_Written problem_.
Continue the text below on the death of the prison inmate Dinesh, picking up after its last sentence.

_Page extract_.
+++

News Reports

Just how did Dinesh die Part 3

Looks like the death of the 21-year old prison inmate raised enough eyebrows to lead to questions being raised in Parliament. Leave you to judge, however, whether you’re satisfied with the questions – and the replies.
So Second Home Affairs Minister S Iswaran gave a long spiel laying out the timeline between day of death and day of reckoning in court.

Year 2010
Sept 27 Dinesh dies. Home Affairs ministry notified. Police get cracking on case. Prisons start reviewing procedures.
Nov 4 Police gives preliminary findings to Coroner. (Not sure what happens to the Coroner’s side here except that no inquiry took place. Maybe Coroner already knew it was going to be a criminal case, so he sat and watched. Then when the criminal case was over, there was no need for it.)
In the meantime, police interviewed 130 people, most of them prison guards and inmates. Even flew to United Kingdom to find out about control and restraint procedures, which Singapore had copied.

+++

_Rows_.
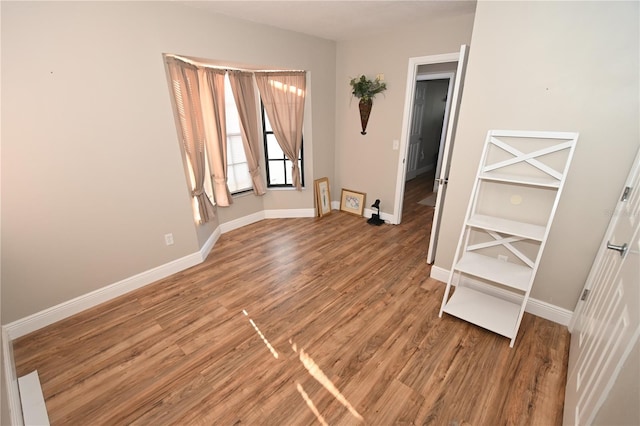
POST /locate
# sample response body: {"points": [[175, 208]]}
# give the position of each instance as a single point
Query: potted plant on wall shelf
{"points": [[365, 90]]}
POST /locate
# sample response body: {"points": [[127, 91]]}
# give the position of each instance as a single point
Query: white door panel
{"points": [[606, 325], [446, 152]]}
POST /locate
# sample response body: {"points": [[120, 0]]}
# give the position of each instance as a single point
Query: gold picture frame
{"points": [[352, 202], [323, 196]]}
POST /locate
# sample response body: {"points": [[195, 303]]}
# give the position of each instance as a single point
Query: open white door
{"points": [[606, 322], [442, 179]]}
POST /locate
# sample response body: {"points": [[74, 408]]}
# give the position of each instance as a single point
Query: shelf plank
{"points": [[511, 227], [505, 273], [494, 314], [547, 182]]}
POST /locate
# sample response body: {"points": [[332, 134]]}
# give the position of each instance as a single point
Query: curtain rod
{"points": [[205, 65]]}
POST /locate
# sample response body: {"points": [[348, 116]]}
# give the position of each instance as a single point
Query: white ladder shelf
{"points": [[512, 205]]}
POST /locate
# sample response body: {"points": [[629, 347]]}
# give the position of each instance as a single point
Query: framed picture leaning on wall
{"points": [[323, 196], [352, 202]]}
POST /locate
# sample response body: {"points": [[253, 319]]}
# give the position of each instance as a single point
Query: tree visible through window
{"points": [[278, 165]]}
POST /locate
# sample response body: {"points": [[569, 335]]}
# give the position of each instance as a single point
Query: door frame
{"points": [[412, 74], [451, 76]]}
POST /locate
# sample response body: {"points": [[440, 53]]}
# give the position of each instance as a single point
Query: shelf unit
{"points": [[514, 199]]}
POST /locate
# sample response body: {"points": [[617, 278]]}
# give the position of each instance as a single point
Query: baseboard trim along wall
{"points": [[71, 307], [11, 380], [534, 306]]}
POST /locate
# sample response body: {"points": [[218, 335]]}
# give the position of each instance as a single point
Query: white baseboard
{"points": [[71, 307], [535, 307], [11, 380], [289, 213], [34, 409]]}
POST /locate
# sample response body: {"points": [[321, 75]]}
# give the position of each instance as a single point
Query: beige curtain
{"points": [[212, 87], [283, 96], [244, 94], [186, 93]]}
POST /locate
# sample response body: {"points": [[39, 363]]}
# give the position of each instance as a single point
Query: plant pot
{"points": [[365, 111]]}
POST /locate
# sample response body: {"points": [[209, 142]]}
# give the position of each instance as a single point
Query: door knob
{"points": [[622, 249]]}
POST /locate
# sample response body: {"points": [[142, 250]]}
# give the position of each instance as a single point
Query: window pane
{"points": [[267, 125], [273, 149], [231, 111], [238, 177], [276, 173], [235, 150], [287, 169]]}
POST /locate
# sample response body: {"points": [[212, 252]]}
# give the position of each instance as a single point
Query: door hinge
{"points": [[625, 194], [585, 293]]}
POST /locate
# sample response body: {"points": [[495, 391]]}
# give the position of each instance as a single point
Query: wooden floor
{"points": [[298, 322]]}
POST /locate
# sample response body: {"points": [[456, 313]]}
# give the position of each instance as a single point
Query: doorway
{"points": [[417, 66], [431, 105]]}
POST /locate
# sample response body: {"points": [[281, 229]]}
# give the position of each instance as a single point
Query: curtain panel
{"points": [[283, 94], [247, 103], [215, 126], [186, 94]]}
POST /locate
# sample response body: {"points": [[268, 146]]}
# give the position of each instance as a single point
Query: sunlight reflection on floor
{"points": [[315, 371]]}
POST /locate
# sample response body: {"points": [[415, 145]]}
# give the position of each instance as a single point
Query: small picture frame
{"points": [[323, 196], [352, 202]]}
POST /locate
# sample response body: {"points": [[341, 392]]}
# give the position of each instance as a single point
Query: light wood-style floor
{"points": [[298, 322]]}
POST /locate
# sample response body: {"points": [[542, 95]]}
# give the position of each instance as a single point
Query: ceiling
{"points": [[336, 19]]}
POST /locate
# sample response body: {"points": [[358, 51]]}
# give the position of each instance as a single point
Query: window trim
{"points": [[265, 133]]}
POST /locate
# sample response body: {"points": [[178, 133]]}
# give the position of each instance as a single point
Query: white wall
{"points": [[562, 66], [92, 173], [368, 163]]}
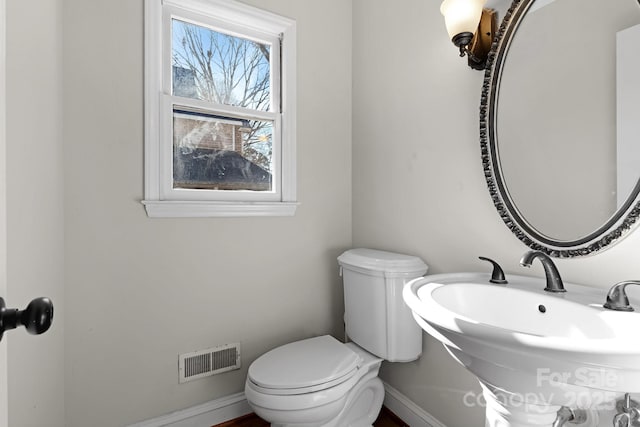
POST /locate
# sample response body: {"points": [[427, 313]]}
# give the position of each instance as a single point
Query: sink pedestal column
{"points": [[508, 410]]}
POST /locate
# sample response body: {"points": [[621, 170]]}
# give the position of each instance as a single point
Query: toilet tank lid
{"points": [[382, 261]]}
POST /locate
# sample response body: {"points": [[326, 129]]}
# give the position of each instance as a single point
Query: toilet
{"points": [[322, 382]]}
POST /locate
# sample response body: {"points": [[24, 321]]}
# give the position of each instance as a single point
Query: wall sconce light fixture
{"points": [[471, 28]]}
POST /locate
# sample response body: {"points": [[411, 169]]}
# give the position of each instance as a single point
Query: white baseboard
{"points": [[406, 410], [205, 415], [235, 406]]}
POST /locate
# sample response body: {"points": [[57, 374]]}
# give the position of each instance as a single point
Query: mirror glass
{"points": [[564, 118]]}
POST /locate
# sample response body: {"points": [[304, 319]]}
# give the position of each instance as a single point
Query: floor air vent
{"points": [[212, 361]]}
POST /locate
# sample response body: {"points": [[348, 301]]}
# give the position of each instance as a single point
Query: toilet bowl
{"points": [[316, 382], [322, 382]]}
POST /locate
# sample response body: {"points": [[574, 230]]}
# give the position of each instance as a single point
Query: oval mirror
{"points": [[560, 123]]}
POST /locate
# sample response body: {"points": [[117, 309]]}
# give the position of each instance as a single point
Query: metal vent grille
{"points": [[212, 361]]}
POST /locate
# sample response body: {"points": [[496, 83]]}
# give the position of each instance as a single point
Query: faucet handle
{"points": [[497, 275], [617, 296]]}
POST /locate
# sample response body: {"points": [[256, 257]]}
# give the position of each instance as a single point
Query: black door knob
{"points": [[36, 318]]}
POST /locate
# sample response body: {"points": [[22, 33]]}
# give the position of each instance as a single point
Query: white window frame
{"points": [[161, 199]]}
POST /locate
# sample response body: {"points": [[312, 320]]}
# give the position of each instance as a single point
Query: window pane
{"points": [[221, 153], [220, 68]]}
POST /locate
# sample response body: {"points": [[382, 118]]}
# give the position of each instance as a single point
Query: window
{"points": [[219, 110]]}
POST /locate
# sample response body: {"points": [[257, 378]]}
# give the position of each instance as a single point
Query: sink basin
{"points": [[539, 348]]}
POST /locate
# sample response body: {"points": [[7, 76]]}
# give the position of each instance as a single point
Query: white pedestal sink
{"points": [[532, 351]]}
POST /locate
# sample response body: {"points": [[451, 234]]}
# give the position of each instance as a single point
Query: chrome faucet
{"points": [[628, 414], [571, 416], [554, 281], [617, 296]]}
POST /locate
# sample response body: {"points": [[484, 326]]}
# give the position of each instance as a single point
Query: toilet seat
{"points": [[305, 366]]}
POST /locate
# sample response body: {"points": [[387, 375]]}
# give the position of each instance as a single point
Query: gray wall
{"points": [[35, 208], [140, 291], [418, 183], [131, 293]]}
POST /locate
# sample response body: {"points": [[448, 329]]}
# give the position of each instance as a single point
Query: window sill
{"points": [[205, 209]]}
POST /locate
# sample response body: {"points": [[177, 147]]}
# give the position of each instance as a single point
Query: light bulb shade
{"points": [[462, 16]]}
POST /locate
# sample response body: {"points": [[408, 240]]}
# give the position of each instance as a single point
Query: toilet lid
{"points": [[304, 364]]}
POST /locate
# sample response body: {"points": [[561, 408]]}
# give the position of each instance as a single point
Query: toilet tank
{"points": [[376, 317]]}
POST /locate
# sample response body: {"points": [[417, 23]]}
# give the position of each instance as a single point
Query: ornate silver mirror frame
{"points": [[613, 230]]}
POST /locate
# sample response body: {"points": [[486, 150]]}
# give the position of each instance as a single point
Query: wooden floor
{"points": [[385, 419]]}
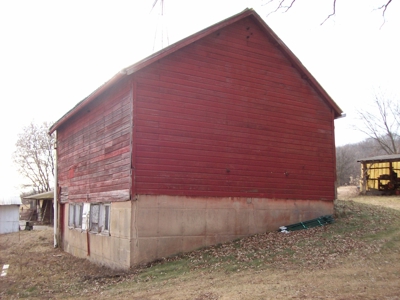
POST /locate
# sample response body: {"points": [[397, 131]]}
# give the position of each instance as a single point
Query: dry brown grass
{"points": [[355, 258]]}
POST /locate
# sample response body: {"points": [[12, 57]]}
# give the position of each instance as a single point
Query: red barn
{"points": [[221, 135]]}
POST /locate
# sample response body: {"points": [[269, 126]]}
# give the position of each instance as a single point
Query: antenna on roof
{"points": [[161, 38]]}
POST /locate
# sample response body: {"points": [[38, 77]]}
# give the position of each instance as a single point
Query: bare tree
{"points": [[285, 5], [382, 123], [34, 156], [345, 162]]}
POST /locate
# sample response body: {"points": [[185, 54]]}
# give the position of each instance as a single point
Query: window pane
{"points": [[71, 209], [78, 215], [94, 217], [106, 217]]}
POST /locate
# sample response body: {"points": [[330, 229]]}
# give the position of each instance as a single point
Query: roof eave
{"points": [[193, 38], [86, 101]]}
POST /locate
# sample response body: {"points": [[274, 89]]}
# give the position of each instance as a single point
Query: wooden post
{"points": [[364, 174]]}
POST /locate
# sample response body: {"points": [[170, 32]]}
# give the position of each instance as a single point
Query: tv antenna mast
{"points": [[161, 38]]}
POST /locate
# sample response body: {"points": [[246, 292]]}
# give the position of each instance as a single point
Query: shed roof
{"points": [[10, 200], [193, 38], [381, 158], [41, 196]]}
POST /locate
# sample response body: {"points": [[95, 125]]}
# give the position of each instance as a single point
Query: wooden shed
{"points": [[380, 174], [9, 214], [219, 136]]}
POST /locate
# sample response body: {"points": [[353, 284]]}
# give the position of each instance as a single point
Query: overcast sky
{"points": [[54, 53]]}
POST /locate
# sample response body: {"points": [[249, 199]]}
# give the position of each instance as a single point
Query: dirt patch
{"points": [[355, 258]]}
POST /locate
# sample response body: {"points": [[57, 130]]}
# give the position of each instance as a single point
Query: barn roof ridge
{"points": [[248, 12]]}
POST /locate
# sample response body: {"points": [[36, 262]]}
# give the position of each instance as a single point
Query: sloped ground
{"points": [[355, 258]]}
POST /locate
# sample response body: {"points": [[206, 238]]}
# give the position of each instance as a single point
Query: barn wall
{"points": [[9, 218], [180, 224], [110, 250], [230, 116], [94, 150]]}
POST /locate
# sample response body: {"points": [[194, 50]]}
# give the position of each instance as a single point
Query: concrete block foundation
{"points": [[153, 227]]}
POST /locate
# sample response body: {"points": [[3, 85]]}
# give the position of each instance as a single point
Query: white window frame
{"points": [[75, 215], [100, 214]]}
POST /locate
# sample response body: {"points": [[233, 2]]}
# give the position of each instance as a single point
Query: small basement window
{"points": [[100, 217], [75, 215]]}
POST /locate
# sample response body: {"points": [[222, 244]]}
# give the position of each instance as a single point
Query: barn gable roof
{"points": [[195, 37]]}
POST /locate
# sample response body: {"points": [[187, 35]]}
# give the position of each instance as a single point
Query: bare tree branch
{"points": [[34, 156], [282, 6], [332, 14]]}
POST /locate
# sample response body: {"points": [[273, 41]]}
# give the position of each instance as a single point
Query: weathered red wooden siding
{"points": [[229, 116], [94, 149]]}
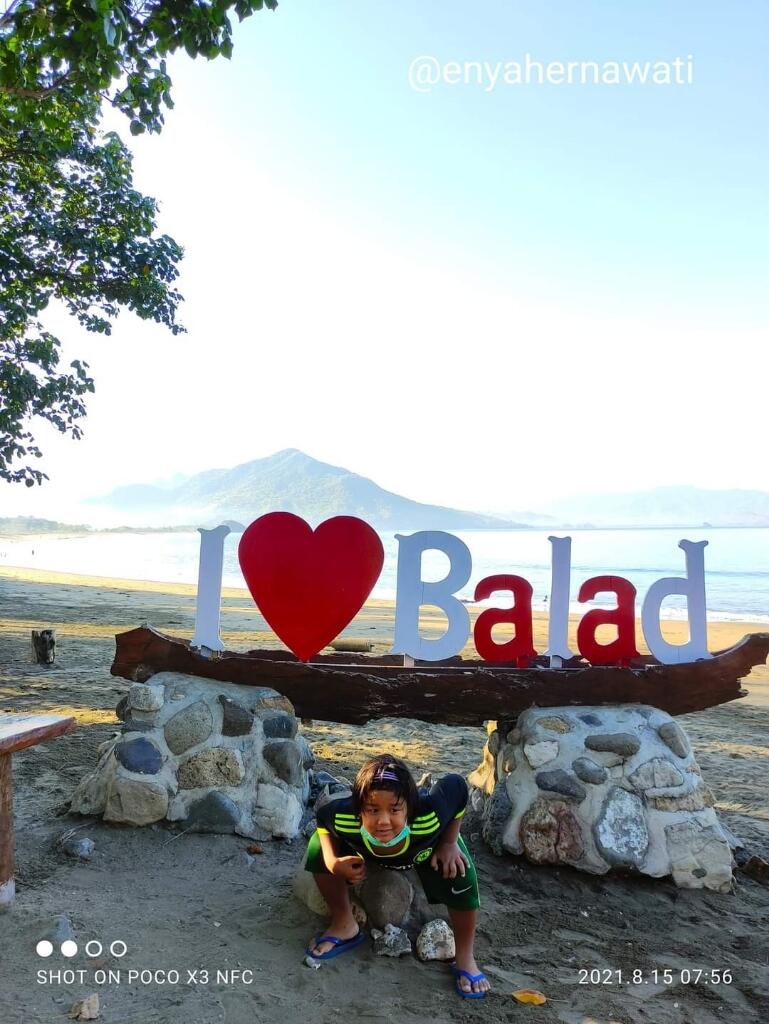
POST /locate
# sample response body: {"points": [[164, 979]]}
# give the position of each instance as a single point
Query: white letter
{"points": [[414, 592], [559, 583], [693, 590], [209, 589]]}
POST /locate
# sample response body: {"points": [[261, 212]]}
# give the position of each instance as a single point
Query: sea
{"points": [[736, 561]]}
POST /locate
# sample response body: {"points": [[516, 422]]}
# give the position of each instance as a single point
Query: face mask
{"points": [[404, 832]]}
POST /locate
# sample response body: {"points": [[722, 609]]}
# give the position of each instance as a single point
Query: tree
{"points": [[73, 228]]}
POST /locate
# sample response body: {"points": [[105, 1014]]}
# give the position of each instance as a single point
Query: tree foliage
{"points": [[73, 228]]}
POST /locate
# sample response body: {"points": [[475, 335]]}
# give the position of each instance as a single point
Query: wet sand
{"points": [[193, 903]]}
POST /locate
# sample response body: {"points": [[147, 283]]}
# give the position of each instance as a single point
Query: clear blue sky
{"points": [[478, 298]]}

+++

_Output of the task_.
Year 2012
Aug 17 Police hands over full findings to Attorney-General Chambers.
Year 2013
Feb 4 After looking over findings and asking more questions, AGC says, okay, prosecute.
March 1 Police tells Home Affairs ministry investigations all done. (Don’t really know why they waited till March when they could have told the ministry in August at the same time as they told AGC. Maybe police didn’t want to bother ministry until after the AGC gave the go-ahead or not.)
Minister says must convene Committee of Inquiry. Review prison processes. Recommendations, please. COI gets cracking.
June 4 Home Affairs ministry accepts findings and recommendations of COI.
July 19 Case in court. Prison supervisor pleads guilty to a charge of death by a negligent act. Sentenced to $10,000 fine.

So many months, 28 or so, of so much police and prison activity – and it was made public in one day in court. Then case closed.
Mr Iswaran said the Shane Todd case took 13 months with 60 over witnesses. Yishun triple murder, which had 68 witnesses, took four years to conviction. To make the point that it wasn’t such a long time. But, hey, it wasn’t like the police had to go and hunt down suspects or anything. The last time we heard, the prison was a pretty secure place.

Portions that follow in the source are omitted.